WHAT THE TASK REQUIRES »
Could you rewrite all the data below, renaming every "Responses" to "Answers" and leaving everything else unchanged?

[Data entries]
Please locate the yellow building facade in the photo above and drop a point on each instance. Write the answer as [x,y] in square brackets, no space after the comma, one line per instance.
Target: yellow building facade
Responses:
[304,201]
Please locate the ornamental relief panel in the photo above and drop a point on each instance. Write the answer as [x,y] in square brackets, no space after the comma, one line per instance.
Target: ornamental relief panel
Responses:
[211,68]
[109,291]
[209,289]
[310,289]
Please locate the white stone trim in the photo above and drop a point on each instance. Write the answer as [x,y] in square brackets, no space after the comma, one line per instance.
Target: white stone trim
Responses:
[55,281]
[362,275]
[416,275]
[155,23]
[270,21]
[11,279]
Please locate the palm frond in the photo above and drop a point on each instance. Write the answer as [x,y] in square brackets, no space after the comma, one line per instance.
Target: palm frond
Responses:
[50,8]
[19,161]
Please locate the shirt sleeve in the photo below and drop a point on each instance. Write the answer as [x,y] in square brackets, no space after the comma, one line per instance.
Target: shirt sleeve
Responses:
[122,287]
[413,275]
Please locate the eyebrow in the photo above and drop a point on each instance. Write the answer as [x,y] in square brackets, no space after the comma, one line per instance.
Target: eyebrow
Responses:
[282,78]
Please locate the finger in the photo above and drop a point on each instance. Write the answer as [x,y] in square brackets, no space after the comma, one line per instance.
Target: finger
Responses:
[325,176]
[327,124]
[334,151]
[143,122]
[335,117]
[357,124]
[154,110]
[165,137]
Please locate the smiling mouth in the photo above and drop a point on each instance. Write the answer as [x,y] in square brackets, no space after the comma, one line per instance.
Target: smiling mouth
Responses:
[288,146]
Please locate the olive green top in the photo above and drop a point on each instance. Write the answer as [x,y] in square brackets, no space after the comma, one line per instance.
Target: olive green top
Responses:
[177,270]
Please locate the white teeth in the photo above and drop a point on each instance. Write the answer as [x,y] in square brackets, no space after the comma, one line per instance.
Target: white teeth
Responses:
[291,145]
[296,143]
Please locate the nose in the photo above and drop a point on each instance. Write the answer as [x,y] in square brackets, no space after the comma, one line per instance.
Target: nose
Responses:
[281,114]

OUTPUT OF THE EXERCISE »
Please locate the yellow building facade in the photo above and drop a point on each instance. Write the answer as [x,y] in square brackets, no space after the comma, one line per instance.
Target: yellow building facade
Answers:
[304,201]
Please locate the ornamental relief panel in the photo above and drop a point on each instance. Write the answer as [x,y] in square brackets, no space after the comma, one line per instance.
Target: ornamental relief panel
Answers:
[211,68]
[109,291]
[209,289]
[310,289]
Please locate the white stone trim in the photo above and drop a point on each instance. Write the answer as [x,y] in square brackets, no space after the comma, one line per instance.
Target: white stone trim
Answers:
[55,281]
[362,275]
[416,275]
[155,23]
[270,21]
[11,279]
Please locate the palm frond in the photo above and drop a point on each instance. Write the answer as [x,y] in square brackets, no space after the comma, one line per instance.
Target: palm frond
Answers:
[50,8]
[19,161]
Please locate the shirt sleeve in the photo below and drop a point on each instance. Write the answer as [x,y] in square brackets, no space after the comma, one line per instance.
Target: shirt sleeve
Answers:
[122,287]
[413,275]
Please locate the eyebrow in the photo above and drop a point on each instance. Write the answer as [x,y] in square brackets, no space after the comma, one line per instance.
Target: eyebrow
Answers:
[282,78]
Please locate the finger in the photo above and drop a point on each instance. Write the answer as [x,y] in square brackets, no space after the comma, one line per instance.
Target: finger
Answers:
[325,176]
[327,124]
[334,151]
[143,122]
[335,117]
[357,124]
[154,110]
[165,137]
Please locate the smiling mouth in the photo above and drop a point on each instance. Write the answer as [x,y] in square brackets, no space after the comma, one line per instance.
Target: smiling mouth
Answers:
[288,146]
Please locate the olive green top in the photo above and drop a point on each instance. Write the answer as [x,y] in square brackets, no space after the comma, one line per instance.
Target: olive green top
Answers:
[177,270]
Please locate the white teeth in the photo above and drop a point on each instance. Write the answer as [x,y] in square brackets, no space after the comma, one line per instance.
Target: white teeth
Answers:
[291,145]
[296,143]
Please locate the nose in the photo above and drop a point on each instance. Write the answer as [x,y] in square brackets, no space after the comma, one line per instance.
Target: nose
Answers:
[281,114]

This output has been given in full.